* [Work to complete] In the essay on democracy and reproductive freedom, what phrase is described as a staple of abortion advocacy?

* [Document excerpt]
○ ○ ○ ○ ○

Democracy in America is being driven into the shadows. Anyone in doubt need only pause to reflect on the events of June, when the military parade of the autocrat-in-chief in DC coincided with a manhunt for an assassin of lawmakers in Minnesota. Lawmakers who had stood up for reproductive freedom, as well as other progressive issues.
Let us say their names. Melissa Hortman. John Hoffman. They died by gun violence for what they believed in, and as a result of what they had worked for as elected officials. The gunman who robbed us of them also killed Hortman’s husband, Mark Hortman.
If news reports are accurate, the killer planned to target many more, including Planned Parenthood offices.
We must acknowledge that Melissa and John died in the line of duty. This, in a country where acting as an elected official serving the interests you pledged to your constituents, you would advocate for, puts a bounty on your head, especially if you are committed to reproductive rights.
As U.S. democracy is being eclipsed by lethal forces, we must look directly into the sun and acknowledge this truth: the future of feminism is now. Women and men, gay and straight, LGBTQ and trans, are in the streets talking at the top of their lungs about rights – to our own bodies, to the justice and human dignity which flow from those rights, and to the democratic processes which protect them.
“Hands Off!” signs – a staple phrase of abortion advocacy – abound, and have taken on new meanings. As in, hands off my body; hands off my health care; hands off, DOGE; hands off, ICE.
Reproductive freedom is a potent rallying cry: the nexus, even, around which many other cries for justice are assembling. And with it comes feminism: an equally powerful resource in the fight against the deadly march towards authoritarianism in the US.

○ ○ ○ ○ ○

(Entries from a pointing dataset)
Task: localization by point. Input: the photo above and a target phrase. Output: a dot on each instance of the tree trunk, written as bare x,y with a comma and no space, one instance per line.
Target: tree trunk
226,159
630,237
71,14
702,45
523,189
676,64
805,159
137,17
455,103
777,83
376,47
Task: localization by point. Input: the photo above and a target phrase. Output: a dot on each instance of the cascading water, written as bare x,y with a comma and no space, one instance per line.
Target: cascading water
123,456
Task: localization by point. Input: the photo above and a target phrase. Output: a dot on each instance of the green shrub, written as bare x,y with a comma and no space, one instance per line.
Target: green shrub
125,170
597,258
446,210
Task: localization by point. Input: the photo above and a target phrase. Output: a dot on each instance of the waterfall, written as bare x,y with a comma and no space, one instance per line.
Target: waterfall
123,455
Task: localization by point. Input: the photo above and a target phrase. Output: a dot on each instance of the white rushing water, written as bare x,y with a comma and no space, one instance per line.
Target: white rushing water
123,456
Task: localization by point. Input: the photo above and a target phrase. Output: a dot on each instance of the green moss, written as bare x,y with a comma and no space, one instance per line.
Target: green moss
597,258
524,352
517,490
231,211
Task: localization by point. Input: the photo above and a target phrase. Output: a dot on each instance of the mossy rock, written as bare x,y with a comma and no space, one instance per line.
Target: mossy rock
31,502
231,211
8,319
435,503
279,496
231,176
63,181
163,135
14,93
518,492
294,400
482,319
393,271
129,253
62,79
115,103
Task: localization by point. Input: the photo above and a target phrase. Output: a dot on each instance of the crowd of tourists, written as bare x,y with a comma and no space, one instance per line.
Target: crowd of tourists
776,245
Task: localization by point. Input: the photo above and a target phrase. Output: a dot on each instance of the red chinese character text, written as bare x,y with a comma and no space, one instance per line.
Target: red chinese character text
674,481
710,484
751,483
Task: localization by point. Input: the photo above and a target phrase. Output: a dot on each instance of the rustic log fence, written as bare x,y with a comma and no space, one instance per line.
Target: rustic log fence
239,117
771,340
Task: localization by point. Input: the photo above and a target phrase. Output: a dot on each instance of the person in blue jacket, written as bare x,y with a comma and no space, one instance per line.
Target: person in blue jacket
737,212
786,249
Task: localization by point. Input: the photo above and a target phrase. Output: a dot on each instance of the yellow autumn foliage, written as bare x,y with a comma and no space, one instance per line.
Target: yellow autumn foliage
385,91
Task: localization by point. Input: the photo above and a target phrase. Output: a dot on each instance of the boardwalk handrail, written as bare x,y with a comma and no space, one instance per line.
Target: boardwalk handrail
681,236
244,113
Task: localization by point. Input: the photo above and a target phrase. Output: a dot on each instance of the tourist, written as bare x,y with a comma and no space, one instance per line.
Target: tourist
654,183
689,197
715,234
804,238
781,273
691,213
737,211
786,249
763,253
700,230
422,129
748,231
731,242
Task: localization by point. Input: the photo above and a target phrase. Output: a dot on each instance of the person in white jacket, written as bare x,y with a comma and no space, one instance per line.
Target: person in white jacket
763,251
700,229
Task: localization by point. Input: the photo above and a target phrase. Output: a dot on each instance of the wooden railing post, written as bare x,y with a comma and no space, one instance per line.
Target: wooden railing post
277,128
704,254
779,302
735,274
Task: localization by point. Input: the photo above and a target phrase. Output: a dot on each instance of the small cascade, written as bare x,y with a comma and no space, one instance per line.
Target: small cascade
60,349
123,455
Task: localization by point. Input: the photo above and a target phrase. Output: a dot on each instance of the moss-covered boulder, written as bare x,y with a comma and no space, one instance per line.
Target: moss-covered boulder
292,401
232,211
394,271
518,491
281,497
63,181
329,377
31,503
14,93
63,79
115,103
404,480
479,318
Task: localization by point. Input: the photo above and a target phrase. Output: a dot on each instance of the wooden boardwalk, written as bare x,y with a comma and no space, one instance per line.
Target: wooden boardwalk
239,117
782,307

○ ○ ○ ○ ○

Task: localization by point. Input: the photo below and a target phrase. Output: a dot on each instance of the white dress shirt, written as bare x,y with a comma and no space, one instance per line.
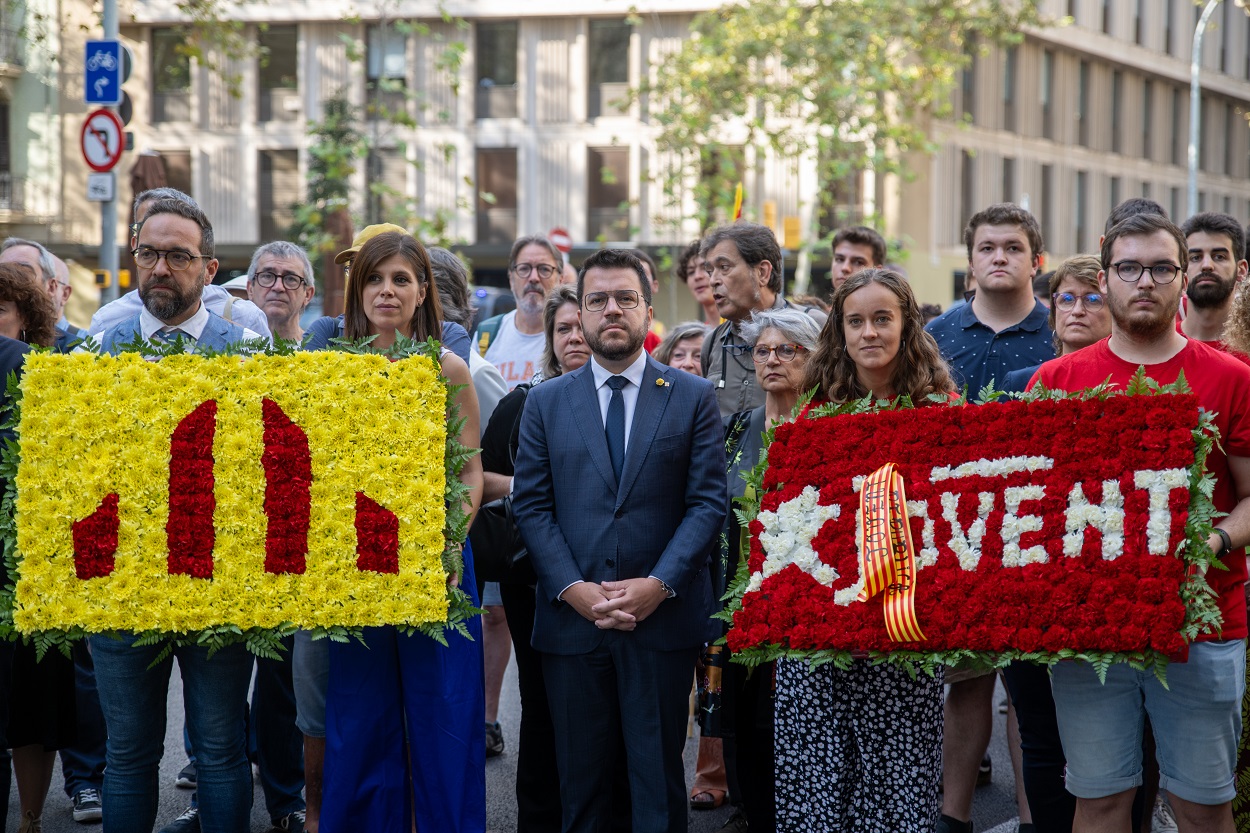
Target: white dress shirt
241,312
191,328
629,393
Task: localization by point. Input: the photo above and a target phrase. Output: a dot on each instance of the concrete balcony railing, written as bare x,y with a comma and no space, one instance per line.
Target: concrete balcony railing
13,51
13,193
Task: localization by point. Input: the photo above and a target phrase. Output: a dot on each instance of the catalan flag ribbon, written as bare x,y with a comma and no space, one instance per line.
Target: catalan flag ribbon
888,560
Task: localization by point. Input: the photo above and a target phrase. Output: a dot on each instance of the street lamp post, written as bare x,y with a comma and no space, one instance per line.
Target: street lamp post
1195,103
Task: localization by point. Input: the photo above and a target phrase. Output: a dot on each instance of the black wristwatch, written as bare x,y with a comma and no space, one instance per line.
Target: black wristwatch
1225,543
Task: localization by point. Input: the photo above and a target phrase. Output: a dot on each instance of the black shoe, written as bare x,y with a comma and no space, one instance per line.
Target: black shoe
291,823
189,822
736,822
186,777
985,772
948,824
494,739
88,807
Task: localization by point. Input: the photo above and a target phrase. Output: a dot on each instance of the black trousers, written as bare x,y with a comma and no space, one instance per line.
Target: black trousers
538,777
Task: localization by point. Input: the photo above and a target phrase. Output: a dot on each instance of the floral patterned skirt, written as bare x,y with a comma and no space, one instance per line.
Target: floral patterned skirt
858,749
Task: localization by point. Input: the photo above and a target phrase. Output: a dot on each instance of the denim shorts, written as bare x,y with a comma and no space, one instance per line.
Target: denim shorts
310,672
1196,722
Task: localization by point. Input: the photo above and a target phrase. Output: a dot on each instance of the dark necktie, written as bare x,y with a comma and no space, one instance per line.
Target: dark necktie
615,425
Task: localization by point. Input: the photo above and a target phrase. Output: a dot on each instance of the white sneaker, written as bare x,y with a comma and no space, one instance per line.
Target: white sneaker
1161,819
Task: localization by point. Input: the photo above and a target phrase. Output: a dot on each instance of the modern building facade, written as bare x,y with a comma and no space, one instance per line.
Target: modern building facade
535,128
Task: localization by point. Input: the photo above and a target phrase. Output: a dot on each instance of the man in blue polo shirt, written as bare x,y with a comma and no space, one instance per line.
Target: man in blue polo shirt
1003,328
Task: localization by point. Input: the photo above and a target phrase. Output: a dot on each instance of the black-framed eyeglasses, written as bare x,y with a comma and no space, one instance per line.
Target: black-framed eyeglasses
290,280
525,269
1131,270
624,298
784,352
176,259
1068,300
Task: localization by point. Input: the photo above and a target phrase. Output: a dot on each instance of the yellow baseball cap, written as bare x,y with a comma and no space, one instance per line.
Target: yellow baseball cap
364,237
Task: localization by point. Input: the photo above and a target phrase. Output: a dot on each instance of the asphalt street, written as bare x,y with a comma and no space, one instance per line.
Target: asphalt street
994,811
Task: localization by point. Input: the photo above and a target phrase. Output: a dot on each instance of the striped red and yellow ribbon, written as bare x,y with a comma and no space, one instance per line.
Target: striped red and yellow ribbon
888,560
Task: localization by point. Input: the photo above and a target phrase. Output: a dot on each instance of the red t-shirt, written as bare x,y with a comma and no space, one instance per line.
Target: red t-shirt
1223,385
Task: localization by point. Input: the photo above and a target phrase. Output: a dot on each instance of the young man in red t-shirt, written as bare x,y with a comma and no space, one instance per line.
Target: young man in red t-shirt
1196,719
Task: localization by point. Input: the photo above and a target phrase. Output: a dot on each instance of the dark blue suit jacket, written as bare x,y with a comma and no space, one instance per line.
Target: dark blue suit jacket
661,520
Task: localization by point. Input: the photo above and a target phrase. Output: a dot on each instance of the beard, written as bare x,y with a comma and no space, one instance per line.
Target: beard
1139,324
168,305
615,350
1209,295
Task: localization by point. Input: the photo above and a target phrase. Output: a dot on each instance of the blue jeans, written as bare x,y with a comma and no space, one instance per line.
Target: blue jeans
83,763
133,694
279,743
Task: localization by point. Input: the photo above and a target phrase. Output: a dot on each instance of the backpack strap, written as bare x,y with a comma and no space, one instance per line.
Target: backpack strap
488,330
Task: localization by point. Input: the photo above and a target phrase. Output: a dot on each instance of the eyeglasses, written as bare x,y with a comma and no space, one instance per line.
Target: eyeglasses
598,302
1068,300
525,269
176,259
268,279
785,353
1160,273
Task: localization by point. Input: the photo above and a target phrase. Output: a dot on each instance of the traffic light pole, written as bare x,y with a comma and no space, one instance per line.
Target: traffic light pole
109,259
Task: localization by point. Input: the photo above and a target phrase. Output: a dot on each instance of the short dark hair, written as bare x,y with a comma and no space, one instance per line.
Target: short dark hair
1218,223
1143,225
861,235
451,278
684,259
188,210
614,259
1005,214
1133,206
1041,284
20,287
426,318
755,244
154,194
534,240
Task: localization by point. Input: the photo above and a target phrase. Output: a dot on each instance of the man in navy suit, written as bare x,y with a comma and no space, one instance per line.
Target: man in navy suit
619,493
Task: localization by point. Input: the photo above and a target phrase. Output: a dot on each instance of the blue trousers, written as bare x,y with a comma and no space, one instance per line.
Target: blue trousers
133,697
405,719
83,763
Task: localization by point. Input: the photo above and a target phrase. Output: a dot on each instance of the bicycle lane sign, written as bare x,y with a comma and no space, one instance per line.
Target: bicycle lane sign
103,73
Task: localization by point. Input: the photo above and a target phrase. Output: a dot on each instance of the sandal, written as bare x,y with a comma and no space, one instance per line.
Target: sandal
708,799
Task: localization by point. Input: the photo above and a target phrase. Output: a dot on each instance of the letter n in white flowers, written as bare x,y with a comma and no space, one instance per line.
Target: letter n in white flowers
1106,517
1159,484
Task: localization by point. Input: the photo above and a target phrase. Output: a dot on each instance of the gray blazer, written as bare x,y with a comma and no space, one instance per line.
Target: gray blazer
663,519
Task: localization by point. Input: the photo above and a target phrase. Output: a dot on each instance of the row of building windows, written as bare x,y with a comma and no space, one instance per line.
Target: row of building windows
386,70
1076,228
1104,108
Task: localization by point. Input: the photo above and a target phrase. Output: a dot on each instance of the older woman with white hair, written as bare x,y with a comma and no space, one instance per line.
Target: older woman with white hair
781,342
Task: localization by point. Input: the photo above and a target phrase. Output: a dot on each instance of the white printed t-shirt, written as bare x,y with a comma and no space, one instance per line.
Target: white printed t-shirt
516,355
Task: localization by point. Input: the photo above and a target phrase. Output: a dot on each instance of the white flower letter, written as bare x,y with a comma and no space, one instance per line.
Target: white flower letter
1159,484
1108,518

○ ○ ○ ○ ○

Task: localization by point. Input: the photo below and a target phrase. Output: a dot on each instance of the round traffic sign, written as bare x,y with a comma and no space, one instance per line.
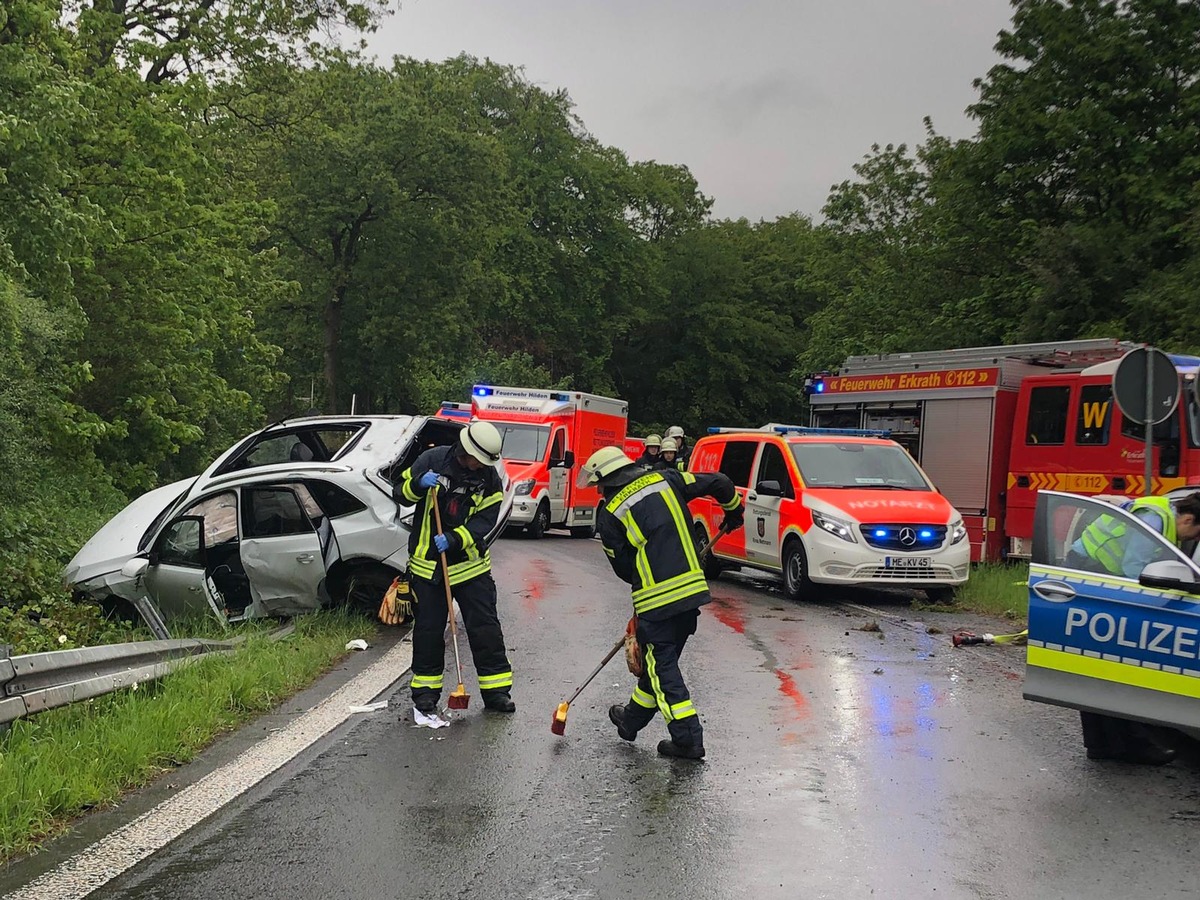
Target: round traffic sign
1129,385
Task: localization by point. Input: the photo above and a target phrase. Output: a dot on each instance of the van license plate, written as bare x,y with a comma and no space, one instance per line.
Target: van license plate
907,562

○ ○ ○ ○ ○

* [Task output] "Hands Off!"